EXERCISE DIRECTIONS:
Copy verbatim the portion of the data that opens with the line containing "# target: fallen branch" and closes with the line containing "201 157 L 198", including both of those lines.

SUPPLIED RECORDS:
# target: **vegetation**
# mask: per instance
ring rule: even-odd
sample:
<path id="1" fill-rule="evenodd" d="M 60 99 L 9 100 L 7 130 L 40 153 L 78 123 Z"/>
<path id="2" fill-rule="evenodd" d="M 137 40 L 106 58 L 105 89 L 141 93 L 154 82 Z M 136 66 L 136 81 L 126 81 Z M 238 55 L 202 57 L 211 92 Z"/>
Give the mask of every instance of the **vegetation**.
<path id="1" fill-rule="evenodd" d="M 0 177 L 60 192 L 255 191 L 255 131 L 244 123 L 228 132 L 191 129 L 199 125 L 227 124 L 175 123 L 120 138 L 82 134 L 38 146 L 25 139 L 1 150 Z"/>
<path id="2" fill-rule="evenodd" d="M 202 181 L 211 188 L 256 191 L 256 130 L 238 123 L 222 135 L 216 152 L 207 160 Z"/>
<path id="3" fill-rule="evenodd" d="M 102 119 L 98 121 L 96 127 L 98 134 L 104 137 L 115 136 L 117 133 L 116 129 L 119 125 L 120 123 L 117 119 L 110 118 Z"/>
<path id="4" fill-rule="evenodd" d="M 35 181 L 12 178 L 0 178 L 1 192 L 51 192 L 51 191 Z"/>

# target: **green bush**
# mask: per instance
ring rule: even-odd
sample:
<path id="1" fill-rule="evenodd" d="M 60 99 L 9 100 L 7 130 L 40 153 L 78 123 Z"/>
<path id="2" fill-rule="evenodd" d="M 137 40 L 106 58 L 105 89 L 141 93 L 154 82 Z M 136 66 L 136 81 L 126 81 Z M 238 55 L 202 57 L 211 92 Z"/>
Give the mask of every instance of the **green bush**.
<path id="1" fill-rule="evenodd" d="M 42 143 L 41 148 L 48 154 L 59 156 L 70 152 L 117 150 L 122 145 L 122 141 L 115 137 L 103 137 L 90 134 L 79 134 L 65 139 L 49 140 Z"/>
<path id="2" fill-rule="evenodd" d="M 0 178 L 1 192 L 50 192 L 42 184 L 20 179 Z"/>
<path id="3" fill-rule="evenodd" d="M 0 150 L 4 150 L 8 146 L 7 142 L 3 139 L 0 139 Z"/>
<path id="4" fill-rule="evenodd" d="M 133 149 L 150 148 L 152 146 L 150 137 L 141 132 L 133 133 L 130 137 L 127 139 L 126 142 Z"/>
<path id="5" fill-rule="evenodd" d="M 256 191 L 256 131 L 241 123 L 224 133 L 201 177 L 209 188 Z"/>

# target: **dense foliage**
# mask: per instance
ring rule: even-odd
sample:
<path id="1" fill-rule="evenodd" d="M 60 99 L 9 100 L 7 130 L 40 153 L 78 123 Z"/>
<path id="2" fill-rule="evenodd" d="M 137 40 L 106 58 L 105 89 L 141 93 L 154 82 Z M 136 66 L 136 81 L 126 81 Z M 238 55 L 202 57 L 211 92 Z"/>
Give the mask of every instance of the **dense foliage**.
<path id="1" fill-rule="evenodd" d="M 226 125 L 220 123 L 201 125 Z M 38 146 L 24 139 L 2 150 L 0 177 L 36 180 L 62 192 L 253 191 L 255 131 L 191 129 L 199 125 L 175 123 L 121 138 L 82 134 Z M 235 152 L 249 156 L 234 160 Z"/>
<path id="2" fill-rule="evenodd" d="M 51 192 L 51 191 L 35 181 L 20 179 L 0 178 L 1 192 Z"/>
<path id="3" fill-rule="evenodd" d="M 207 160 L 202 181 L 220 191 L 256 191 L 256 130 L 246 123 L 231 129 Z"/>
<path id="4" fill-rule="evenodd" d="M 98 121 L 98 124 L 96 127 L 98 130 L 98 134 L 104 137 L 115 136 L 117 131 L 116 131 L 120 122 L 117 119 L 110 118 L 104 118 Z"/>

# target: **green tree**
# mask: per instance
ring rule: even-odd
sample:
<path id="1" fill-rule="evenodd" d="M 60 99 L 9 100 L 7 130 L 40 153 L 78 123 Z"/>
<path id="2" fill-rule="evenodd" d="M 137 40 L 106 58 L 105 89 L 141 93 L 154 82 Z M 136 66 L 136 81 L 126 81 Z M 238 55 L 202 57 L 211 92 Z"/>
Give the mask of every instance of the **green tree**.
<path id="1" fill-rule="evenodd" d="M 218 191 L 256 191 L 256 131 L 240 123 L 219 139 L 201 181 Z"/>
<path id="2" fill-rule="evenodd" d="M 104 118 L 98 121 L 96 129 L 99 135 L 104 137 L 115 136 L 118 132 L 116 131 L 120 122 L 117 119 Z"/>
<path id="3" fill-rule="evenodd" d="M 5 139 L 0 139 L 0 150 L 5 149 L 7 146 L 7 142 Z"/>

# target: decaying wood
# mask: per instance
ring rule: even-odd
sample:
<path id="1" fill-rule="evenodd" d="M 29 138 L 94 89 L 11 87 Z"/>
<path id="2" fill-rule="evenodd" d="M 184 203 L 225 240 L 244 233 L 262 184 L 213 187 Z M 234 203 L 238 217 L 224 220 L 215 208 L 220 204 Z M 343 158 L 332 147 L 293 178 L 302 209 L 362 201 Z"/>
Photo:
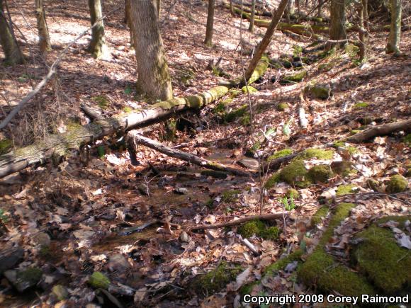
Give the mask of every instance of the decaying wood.
<path id="1" fill-rule="evenodd" d="M 160 153 L 165 154 L 171 157 L 174 157 L 179 159 L 181 159 L 186 161 L 189 161 L 190 163 L 194 164 L 195 165 L 200 166 L 203 168 L 207 168 L 211 170 L 216 170 L 218 171 L 225 171 L 236 176 L 252 176 L 252 173 L 250 172 L 244 171 L 242 170 L 237 169 L 236 168 L 230 167 L 228 166 L 223 165 L 221 164 L 215 163 L 214 161 L 210 161 L 207 159 L 198 157 L 190 153 L 187 153 L 183 151 L 180 151 L 176 149 L 171 149 L 171 147 L 166 147 L 157 141 L 152 140 L 151 139 L 147 138 L 141 135 L 139 135 L 137 132 L 130 131 L 128 132 L 130 137 L 134 138 L 135 142 L 137 144 L 143 144 L 150 149 L 155 149 Z"/>
<path id="2" fill-rule="evenodd" d="M 361 143 L 373 137 L 385 136 L 400 130 L 411 130 L 411 119 L 395 122 L 394 123 L 383 124 L 381 125 L 373 126 L 368 130 L 355 134 L 347 139 L 347 141 L 353 143 Z"/>
<path id="3" fill-rule="evenodd" d="M 244 222 L 249 222 L 251 220 L 259 219 L 259 220 L 274 220 L 278 219 L 279 218 L 283 218 L 287 216 L 287 212 L 279 212 L 275 214 L 265 214 L 261 215 L 254 215 L 254 216 L 247 216 L 246 217 L 240 218 L 238 219 L 232 219 L 230 222 L 222 222 L 221 224 L 201 224 L 198 226 L 188 227 L 188 230 L 203 230 L 205 229 L 218 229 L 224 228 L 225 227 L 234 227 L 238 226 L 239 224 L 244 224 Z M 234 217 L 233 217 L 234 218 Z"/>

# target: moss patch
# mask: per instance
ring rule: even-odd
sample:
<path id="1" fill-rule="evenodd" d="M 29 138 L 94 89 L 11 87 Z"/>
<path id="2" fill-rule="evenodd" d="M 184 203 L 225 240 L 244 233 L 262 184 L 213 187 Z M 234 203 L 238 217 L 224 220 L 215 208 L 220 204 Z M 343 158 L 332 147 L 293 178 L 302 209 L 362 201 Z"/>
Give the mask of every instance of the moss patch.
<path id="1" fill-rule="evenodd" d="M 193 286 L 199 294 L 210 295 L 218 292 L 235 280 L 242 270 L 240 266 L 230 266 L 221 262 L 217 268 L 206 275 L 198 275 L 194 278 Z"/>
<path id="2" fill-rule="evenodd" d="M 401 193 L 407 189 L 408 181 L 402 176 L 397 174 L 391 176 L 387 184 L 387 191 L 390 193 Z"/>
<path id="3" fill-rule="evenodd" d="M 385 217 L 356 236 L 364 239 L 354 252 L 361 270 L 386 294 L 394 295 L 405 285 L 411 285 L 411 254 L 400 247 L 390 229 L 378 225 L 388 220 L 401 222 L 404 219 L 411 217 Z"/>

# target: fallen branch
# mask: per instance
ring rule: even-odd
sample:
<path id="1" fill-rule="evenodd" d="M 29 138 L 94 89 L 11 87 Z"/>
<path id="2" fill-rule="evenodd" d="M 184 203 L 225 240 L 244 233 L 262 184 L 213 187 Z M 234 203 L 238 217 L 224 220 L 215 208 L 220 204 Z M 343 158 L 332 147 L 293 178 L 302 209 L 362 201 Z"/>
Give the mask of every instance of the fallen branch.
<path id="1" fill-rule="evenodd" d="M 368 130 L 355 134 L 347 139 L 347 141 L 353 143 L 361 143 L 376 136 L 385 136 L 392 132 L 400 130 L 411 130 L 411 119 L 395 122 L 394 123 L 383 124 L 373 126 Z"/>
<path id="2" fill-rule="evenodd" d="M 201 157 L 198 157 L 190 153 L 187 153 L 179 149 L 171 149 L 171 147 L 166 147 L 157 141 L 152 140 L 151 139 L 147 138 L 141 135 L 139 135 L 135 131 L 128 132 L 130 137 L 134 138 L 135 141 L 137 144 L 143 144 L 150 149 L 155 149 L 160 153 L 165 154 L 171 157 L 174 157 L 179 159 L 181 159 L 186 161 L 188 161 L 195 165 L 200 166 L 203 168 L 207 168 L 211 170 L 215 170 L 218 171 L 228 172 L 236 176 L 252 176 L 252 173 L 250 172 L 243 171 L 242 170 L 237 169 L 236 168 L 232 168 L 228 166 L 223 165 L 221 164 L 215 163 L 213 161 L 208 161 Z"/>
<path id="3" fill-rule="evenodd" d="M 288 215 L 287 212 L 280 212 L 276 214 L 265 214 L 261 215 L 247 216 L 246 217 L 239 218 L 238 219 L 233 219 L 230 220 L 230 222 L 222 222 L 220 224 L 201 224 L 199 226 L 188 227 L 188 230 L 192 231 L 192 230 L 203 230 L 205 229 L 224 228 L 225 227 L 237 226 L 239 224 L 254 219 L 261 219 L 261 220 L 278 219 L 278 218 L 283 218 L 284 216 L 287 215 Z"/>

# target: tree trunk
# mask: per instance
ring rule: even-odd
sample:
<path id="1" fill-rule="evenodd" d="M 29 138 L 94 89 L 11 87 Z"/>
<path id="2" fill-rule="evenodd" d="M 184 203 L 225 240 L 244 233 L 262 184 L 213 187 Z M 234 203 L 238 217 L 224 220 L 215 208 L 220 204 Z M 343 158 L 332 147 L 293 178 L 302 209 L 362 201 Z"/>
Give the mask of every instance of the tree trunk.
<path id="1" fill-rule="evenodd" d="M 401 0 L 391 0 L 391 28 L 387 43 L 387 53 L 399 55 L 401 36 Z"/>
<path id="2" fill-rule="evenodd" d="M 215 6 L 215 0 L 208 0 L 208 12 L 207 13 L 207 28 L 206 29 L 206 40 L 204 44 L 206 46 L 213 46 L 213 30 L 214 23 L 214 8 Z"/>
<path id="3" fill-rule="evenodd" d="M 344 0 L 331 0 L 330 17 L 330 39 L 332 40 L 346 39 Z M 328 43 L 327 49 L 330 49 L 335 45 L 332 42 Z"/>
<path id="4" fill-rule="evenodd" d="M 90 9 L 90 21 L 91 25 L 103 17 L 101 13 L 101 2 L 100 0 L 89 0 Z M 103 21 L 98 21 L 97 25 L 91 30 L 91 41 L 88 48 L 89 52 L 93 54 L 96 59 L 106 57 L 108 55 L 108 50 L 106 45 L 104 36 L 104 24 Z"/>
<path id="5" fill-rule="evenodd" d="M 261 58 L 263 54 L 264 53 L 266 49 L 267 48 L 267 46 L 270 43 L 271 38 L 273 37 L 273 34 L 276 30 L 276 28 L 278 24 L 278 21 L 280 21 L 280 18 L 281 18 L 283 13 L 284 13 L 284 10 L 286 9 L 286 6 L 287 6 L 288 3 L 288 0 L 281 0 L 280 4 L 278 5 L 278 8 L 274 13 L 273 18 L 271 19 L 271 23 L 270 23 L 269 27 L 267 28 L 264 37 L 258 45 L 255 53 L 254 55 L 254 57 L 251 59 L 251 62 L 248 67 L 247 68 L 247 71 L 245 72 L 245 79 L 247 81 L 249 81 L 251 79 L 253 72 L 259 63 L 259 61 Z"/>
<path id="6" fill-rule="evenodd" d="M 3 9 L 3 0 L 0 0 L 0 44 L 4 52 L 5 62 L 11 65 L 23 62 L 23 55 L 14 40 Z"/>
<path id="7" fill-rule="evenodd" d="M 171 79 L 158 24 L 156 0 L 131 1 L 130 8 L 137 90 L 153 101 L 172 98 Z"/>
<path id="8" fill-rule="evenodd" d="M 249 19 L 249 28 L 248 30 L 252 33 L 254 32 L 254 19 L 255 18 L 255 0 L 252 0 L 251 7 L 251 18 Z"/>
<path id="9" fill-rule="evenodd" d="M 40 51 L 43 53 L 45 53 L 52 50 L 48 27 L 47 26 L 45 21 L 45 11 L 44 10 L 43 0 L 35 1 Z"/>

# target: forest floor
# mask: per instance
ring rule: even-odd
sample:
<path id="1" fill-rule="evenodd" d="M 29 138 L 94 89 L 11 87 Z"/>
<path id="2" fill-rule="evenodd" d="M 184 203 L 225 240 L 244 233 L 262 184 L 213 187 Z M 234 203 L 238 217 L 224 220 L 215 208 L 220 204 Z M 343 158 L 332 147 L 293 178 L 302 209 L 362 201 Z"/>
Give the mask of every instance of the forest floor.
<path id="1" fill-rule="evenodd" d="M 53 47 L 47 64 L 89 26 L 83 2 L 47 4 Z M 105 1 L 103 11 L 120 6 L 118 2 L 120 1 Z M 222 57 L 220 67 L 230 78 L 241 76 L 242 63 L 248 63 L 252 47 L 265 28 L 256 27 L 252 34 L 247 30 L 247 21 L 218 6 L 214 45 L 208 48 L 203 43 L 206 3 L 179 1 L 174 6 L 171 0 L 162 2 L 162 35 L 176 96 L 199 93 L 228 80 L 207 69 L 210 60 Z M 1 67 L 1 118 L 47 72 L 37 52 L 31 4 L 16 3 L 18 6 L 11 4 L 12 18 L 27 40 L 21 44 L 30 59 L 26 66 Z M 135 90 L 135 52 L 128 43 L 130 35 L 123 17 L 120 10 L 105 22 L 110 59 L 93 59 L 85 51 L 90 35 L 82 38 L 60 64 L 57 77 L 20 113 L 6 131 L 0 132 L 0 139 L 11 138 L 19 147 L 41 139 L 50 127 L 62 132 L 71 125 L 86 124 L 89 120 L 79 108 L 83 103 L 102 109 L 106 116 L 146 105 Z M 259 144 L 257 152 L 264 157 L 286 148 L 296 152 L 333 144 L 365 125 L 409 119 L 410 31 L 402 33 L 403 55 L 398 57 L 385 54 L 388 32 L 372 35 L 365 63 L 359 65 L 355 56 L 340 51 L 305 64 L 303 69 L 307 73 L 301 82 L 281 84 L 280 76 L 300 70 L 278 68 L 275 63 L 284 55 L 310 56 L 312 41 L 276 31 L 267 50 L 274 61 L 264 77 L 253 85 L 257 92 L 249 97 L 240 94 L 228 101 L 225 98 L 226 105 L 218 101 L 198 113 L 181 116 L 179 121 L 185 123 L 185 130 L 177 131 L 172 139 L 167 138 L 169 132 L 164 124 L 150 127 L 145 135 L 207 159 L 241 168 L 237 162 L 245 159 L 253 145 Z M 332 95 L 325 100 L 304 98 L 308 126 L 301 129 L 300 94 L 314 82 L 330 84 Z M 259 105 L 252 117 L 243 113 L 237 118 L 224 120 L 225 115 L 250 101 Z M 280 103 L 287 104 L 284 110 L 278 110 Z M 404 137 L 404 134 L 397 133 L 369 143 L 328 147 L 333 149 L 332 157 L 310 157 L 305 161 L 307 166 L 349 159 L 356 172 L 347 176 L 333 175 L 326 183 L 297 188 L 300 198 L 291 198 L 294 204 L 291 208 L 286 208 L 290 206 L 290 198 L 284 202 L 291 185 L 280 181 L 261 193 L 261 184 L 272 175 L 271 172 L 255 178 L 205 176 L 199 167 L 142 146 L 137 151 L 138 166 L 134 166 L 128 152 L 118 146 L 114 137 L 96 142 L 87 166 L 74 155 L 57 166 L 48 164 L 13 174 L 0 182 L 1 246 L 18 243 L 24 250 L 23 256 L 16 256 L 23 261 L 19 268 L 38 268 L 42 279 L 36 288 L 23 293 L 13 290 L 3 279 L 0 306 L 85 307 L 94 302 L 105 307 L 220 307 L 233 304 L 238 307 L 239 290 L 254 281 L 262 284 L 252 285 L 255 287 L 249 292 L 253 294 L 313 292 L 316 286 L 296 279 L 295 268 L 268 279 L 267 267 L 298 249 L 304 251 L 304 256 L 313 251 L 327 224 L 327 216 L 315 225 L 311 222 L 324 200 L 331 208 L 343 201 L 357 205 L 333 239 L 342 262 L 347 258 L 349 240 L 372 222 L 386 215 L 410 215 L 409 190 L 395 198 L 381 195 L 386 192 L 387 182 L 393 175 L 410 172 L 407 169 L 411 168 L 411 141 Z M 349 149 L 349 157 L 344 149 Z M 255 167 L 249 165 L 257 162 L 255 157 L 249 157 L 247 166 L 252 169 Z M 380 195 L 373 194 L 370 178 L 376 181 Z M 350 193 L 345 197 L 338 195 L 338 187 L 348 184 L 354 188 Z M 244 235 L 240 227 L 205 232 L 187 229 L 194 224 L 258 215 L 261 199 L 264 214 L 288 210 L 286 217 L 271 222 L 279 231 L 274 239 L 247 236 L 251 243 L 247 246 L 239 236 Z M 150 222 L 153 224 L 141 232 L 120 235 L 128 227 Z M 207 276 L 206 273 L 227 264 L 236 266 L 223 268 L 230 274 L 215 271 L 210 272 L 211 277 Z M 95 272 L 104 273 L 109 278 L 108 291 L 105 287 L 96 290 L 88 283 Z M 210 278 L 210 287 L 202 280 L 207 277 Z M 58 300 L 62 291 L 56 285 L 67 292 L 62 301 Z"/>

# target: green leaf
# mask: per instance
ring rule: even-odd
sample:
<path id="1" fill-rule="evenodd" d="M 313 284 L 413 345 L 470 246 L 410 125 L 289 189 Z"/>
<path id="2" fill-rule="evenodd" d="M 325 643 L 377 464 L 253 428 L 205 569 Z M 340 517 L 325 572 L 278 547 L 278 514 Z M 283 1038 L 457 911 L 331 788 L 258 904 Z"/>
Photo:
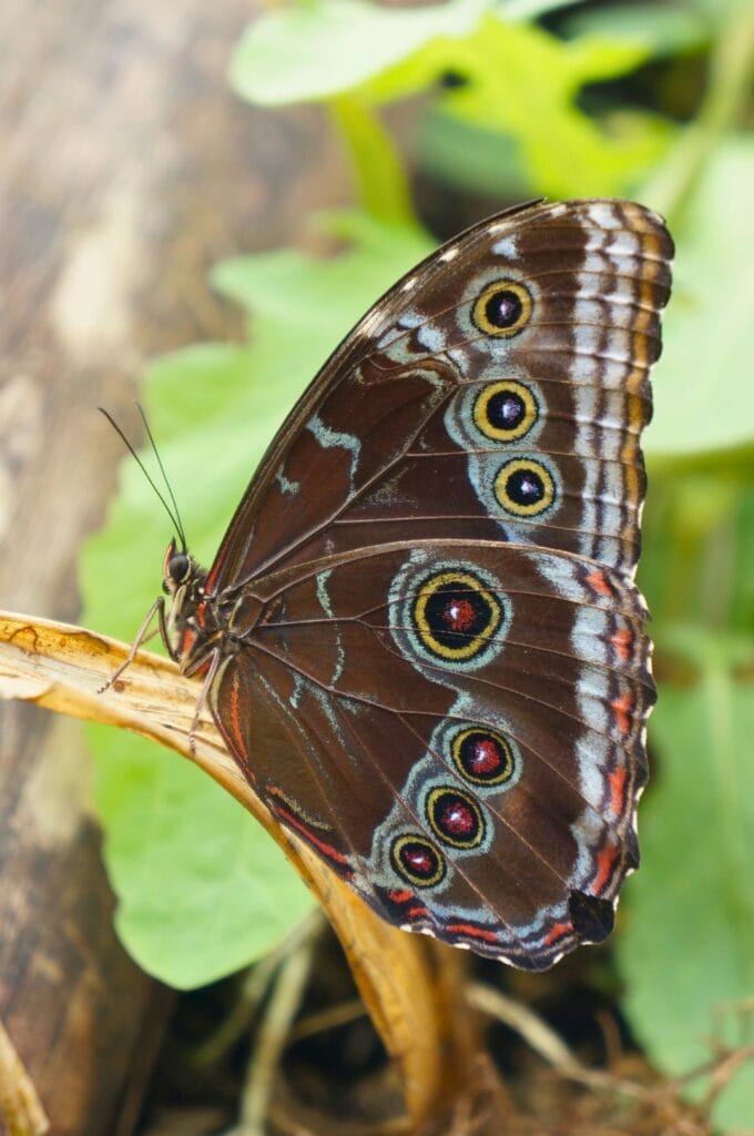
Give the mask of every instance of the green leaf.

WRITTEN SOLUTION:
# target: fallen branch
# mask: per instance
ring rule: even-odd
sample:
<path id="1" fill-rule="evenodd" d="M 29 138 L 94 89 L 11 87 Z"/>
<path id="2" fill-rule="evenodd" d="M 184 203 L 225 240 L 244 233 L 262 184 L 213 187 Z M 234 203 L 238 217 L 224 220 L 215 208 L 220 204 Z M 343 158 L 332 147 L 293 178 L 302 209 L 362 201 Z"/>
Give the mask of every instance of the fallen branch.
<path id="1" fill-rule="evenodd" d="M 368 130 L 355 134 L 347 139 L 347 141 L 353 143 L 361 143 L 376 136 L 385 136 L 392 132 L 400 130 L 411 130 L 411 119 L 395 122 L 394 123 L 383 124 L 373 126 Z"/>
<path id="2" fill-rule="evenodd" d="M 201 157 L 198 157 L 190 153 L 187 153 L 179 149 L 171 149 L 171 147 L 166 147 L 157 141 L 152 140 L 151 139 L 147 138 L 141 135 L 139 135 L 135 131 L 128 132 L 130 137 L 134 138 L 135 141 L 137 144 L 143 144 L 150 149 L 155 149 L 160 153 L 165 154 L 171 157 L 174 157 L 179 159 L 181 159 L 186 161 L 188 161 L 195 165 L 200 166 L 203 168 L 207 168 L 211 170 L 215 170 L 218 171 L 228 172 L 236 176 L 252 176 L 252 173 L 250 172 L 243 171 L 242 170 L 237 169 L 236 168 L 232 168 L 228 166 L 223 165 L 221 164 L 215 163 L 213 161 L 208 161 Z"/>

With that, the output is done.